WORK TASK 1
According to the excerpt on Venezuela, how many governorships did Chávez's party hold after the December elections?
WORK TASK 2
In the excerpt on Venezuela, condense the paragraph beginning "The Western media reporting has been effective" into a shorter version that keeps its main points.

EXCERPT PROVIDED

+===+

Really? It sure doesn’t look that way. Even Chávez’s opponent in the October presidential election, Henrique Capriles, had to promise voters that he would preserve and actually expand the Chávez-era social programs that had increased Venezuelans’ access to health care and education. And after Chávez beat him by a wide margin of 11 percentage points, Chávez’s party increased its share of governorships from 15 to 20 of 23 states, in the December elections that followed. During nearly all of the campaign ahead of those elections, Chávez was not even in the country.
But it’s the one-sidedness of the New Yorker’s reporting that is most overwhelming. Imagine, for example, writing an article about the United States at the end of President Clinton’s eight years – interviewing the homeless and the destitute, the people tortured in our prisons, the unemployed and the poor single mothers struggling to feed their children. Could you get away with pretending that this is all of “What Clinton has wrought in America?” Without mentioning that unemployment hit record lows not seen since the 1960s, that poverty was sharply reduced, that it was the longest-running business cycle expansion in U.S. history?
This is an imperfect analogy, since many people outside the U.S. know something about the country, and wouldn’t buy such a one-sided story line. And also because the improvements of the Clinton years didn’t last that long: the stock market bubble burst and caused a recession in 2001; the gains from the recovery that followed went mostly to the richest 1 percent of the population; and then the housing bubble burst, causing the worst recession since the Great Depression — from which we are still recovering. Unemployment today is considerably above the level of Clinton’s first year in office, and poverty has rebounded dramatically; and we could take another decade to get back to full employment. Whereas in Venezuela, progress has not been reversed; there really is no going back, now that the majority of the country has gotten used to sharing in the country’s oil wealth – not just through government programs but primarily through a higher level of employment and income in the private sector. Maybe that’s not “revolutionary” enough for Anderson, but it’s enough for Venezuelans to keep re-electing their president and his party.
As for the media, it is a remarkable phenomenon, this outpouring of animosity toward Chávez and his government, from across the Western media spectrum. How is it that this democratically elected president who hasn’t killed anyone or invaded any countries gets more bad press than Saddam Hussein did (aside from the months immediately preceding invasions of Iraq)? Even when he is fighting for his own life?
The Western media reporting has been effective. It has convinced most people outside of Venezuela that the country is run by some kind of dictatorship that has ruined it. Fortunately for Venezuelans, they have access to more information about their country than the foreigners who are relying on one-sided and often inaccurate media. So they keep re-electing the president and the party that has improved their lives — much to the annoyance of the major media and its friends.

+===+

Data for locating objects from plain-language descriptions
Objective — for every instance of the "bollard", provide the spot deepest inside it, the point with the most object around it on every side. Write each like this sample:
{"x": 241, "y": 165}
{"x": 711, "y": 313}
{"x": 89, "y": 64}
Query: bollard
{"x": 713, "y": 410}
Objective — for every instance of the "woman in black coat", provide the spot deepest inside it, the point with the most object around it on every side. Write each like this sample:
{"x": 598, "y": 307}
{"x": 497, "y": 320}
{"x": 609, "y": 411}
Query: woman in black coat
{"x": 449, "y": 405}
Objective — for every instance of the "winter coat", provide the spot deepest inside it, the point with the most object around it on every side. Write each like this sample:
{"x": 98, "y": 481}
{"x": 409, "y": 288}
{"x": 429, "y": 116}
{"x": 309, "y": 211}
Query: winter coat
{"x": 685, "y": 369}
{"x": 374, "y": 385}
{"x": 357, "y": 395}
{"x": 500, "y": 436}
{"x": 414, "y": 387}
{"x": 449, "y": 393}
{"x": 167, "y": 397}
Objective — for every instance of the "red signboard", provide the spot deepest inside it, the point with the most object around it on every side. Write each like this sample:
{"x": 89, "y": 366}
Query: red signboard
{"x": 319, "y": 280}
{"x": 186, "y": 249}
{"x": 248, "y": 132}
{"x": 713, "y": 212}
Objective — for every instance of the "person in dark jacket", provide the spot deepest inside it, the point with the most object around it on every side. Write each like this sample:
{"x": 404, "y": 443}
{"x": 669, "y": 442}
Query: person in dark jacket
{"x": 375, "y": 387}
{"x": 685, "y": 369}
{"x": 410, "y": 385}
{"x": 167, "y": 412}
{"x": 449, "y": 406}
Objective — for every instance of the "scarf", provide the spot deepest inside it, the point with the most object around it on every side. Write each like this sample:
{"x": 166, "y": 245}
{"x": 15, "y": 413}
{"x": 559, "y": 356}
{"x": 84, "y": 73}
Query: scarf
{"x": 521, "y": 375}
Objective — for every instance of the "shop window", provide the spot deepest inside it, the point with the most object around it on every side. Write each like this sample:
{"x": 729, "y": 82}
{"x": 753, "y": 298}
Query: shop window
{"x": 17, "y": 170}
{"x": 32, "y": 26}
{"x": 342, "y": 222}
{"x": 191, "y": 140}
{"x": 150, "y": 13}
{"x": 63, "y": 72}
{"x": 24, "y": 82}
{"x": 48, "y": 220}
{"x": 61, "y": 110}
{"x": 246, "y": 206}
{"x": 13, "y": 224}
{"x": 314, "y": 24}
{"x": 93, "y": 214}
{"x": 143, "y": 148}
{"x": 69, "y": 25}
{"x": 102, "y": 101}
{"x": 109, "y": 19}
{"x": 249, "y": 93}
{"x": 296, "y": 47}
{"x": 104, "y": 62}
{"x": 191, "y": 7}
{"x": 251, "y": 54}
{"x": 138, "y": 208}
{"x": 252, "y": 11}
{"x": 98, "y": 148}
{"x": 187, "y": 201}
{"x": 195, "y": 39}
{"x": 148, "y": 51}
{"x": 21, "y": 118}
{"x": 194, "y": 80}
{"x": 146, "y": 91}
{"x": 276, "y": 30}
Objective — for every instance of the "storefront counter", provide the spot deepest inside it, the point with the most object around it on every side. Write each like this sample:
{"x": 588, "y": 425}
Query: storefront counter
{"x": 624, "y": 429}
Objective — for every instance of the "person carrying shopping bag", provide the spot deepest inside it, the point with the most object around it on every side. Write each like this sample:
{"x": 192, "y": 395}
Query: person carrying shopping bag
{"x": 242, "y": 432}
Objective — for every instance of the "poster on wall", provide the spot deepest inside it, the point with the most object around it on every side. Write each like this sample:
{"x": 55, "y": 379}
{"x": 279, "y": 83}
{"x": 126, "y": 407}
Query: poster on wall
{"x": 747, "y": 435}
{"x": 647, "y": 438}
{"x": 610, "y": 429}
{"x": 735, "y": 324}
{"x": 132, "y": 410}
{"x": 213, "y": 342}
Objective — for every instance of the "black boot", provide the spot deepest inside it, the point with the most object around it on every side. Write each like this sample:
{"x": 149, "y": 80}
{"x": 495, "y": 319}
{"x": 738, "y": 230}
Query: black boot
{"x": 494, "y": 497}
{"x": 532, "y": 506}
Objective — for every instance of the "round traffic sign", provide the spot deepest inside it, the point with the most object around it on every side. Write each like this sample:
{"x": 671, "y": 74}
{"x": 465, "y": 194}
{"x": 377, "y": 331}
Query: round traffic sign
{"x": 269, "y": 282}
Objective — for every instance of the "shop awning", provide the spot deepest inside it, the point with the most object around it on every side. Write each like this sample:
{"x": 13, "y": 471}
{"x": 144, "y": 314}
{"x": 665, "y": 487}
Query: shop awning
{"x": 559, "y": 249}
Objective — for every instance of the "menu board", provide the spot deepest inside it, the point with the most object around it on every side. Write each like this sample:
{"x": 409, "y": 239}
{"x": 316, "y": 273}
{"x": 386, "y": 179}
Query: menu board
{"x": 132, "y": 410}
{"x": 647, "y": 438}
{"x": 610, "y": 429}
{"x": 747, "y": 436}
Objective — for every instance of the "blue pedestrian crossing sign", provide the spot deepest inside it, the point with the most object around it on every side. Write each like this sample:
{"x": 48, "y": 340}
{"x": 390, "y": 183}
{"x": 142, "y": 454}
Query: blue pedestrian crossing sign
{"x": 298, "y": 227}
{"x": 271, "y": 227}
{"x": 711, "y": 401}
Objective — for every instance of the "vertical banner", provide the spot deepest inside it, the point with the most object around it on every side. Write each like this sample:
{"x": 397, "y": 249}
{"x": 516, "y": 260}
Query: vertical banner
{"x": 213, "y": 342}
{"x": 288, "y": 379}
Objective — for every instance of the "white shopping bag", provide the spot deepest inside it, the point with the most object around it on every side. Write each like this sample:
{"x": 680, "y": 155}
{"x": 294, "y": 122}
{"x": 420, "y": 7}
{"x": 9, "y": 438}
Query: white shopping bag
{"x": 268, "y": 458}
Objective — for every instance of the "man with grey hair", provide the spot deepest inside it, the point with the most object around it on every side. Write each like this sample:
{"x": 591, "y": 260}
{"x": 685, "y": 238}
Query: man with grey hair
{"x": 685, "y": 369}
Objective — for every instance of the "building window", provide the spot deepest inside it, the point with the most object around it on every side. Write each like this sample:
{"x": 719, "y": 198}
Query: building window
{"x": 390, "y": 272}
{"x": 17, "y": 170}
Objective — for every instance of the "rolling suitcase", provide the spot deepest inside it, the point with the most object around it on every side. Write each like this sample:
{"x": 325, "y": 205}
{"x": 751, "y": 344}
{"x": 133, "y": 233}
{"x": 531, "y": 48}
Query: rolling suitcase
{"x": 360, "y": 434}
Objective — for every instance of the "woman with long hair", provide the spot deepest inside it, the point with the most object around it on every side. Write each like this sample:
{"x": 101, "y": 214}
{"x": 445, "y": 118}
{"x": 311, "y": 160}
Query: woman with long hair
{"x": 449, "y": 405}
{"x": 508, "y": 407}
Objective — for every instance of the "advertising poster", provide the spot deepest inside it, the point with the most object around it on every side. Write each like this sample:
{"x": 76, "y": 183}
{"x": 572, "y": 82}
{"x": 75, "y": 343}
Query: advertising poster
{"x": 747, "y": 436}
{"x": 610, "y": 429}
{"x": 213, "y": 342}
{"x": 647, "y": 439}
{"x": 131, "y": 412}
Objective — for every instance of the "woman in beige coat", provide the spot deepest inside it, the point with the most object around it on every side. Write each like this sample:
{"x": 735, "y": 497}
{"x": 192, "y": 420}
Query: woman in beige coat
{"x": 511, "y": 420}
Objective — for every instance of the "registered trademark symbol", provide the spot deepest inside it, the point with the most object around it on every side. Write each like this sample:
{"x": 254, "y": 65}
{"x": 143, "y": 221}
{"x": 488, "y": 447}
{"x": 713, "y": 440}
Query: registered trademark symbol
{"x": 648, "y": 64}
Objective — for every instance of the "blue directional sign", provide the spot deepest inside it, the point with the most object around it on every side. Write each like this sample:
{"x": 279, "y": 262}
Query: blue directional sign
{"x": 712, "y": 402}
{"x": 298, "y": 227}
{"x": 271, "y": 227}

+===+

TASK RESPONSE 1
20 of 23 states, up from 15.

TASK RESPONSE 2
Western media coverage has persuaded most people outside Venezuela that a dictatorship runs the country and has ruined it. Venezuelans have better information about their own country than foreigners who rely on one-sided, often inaccurate media. So they keep re-electing the president and party that improved their lives, to the annoyance of the major media and its allies.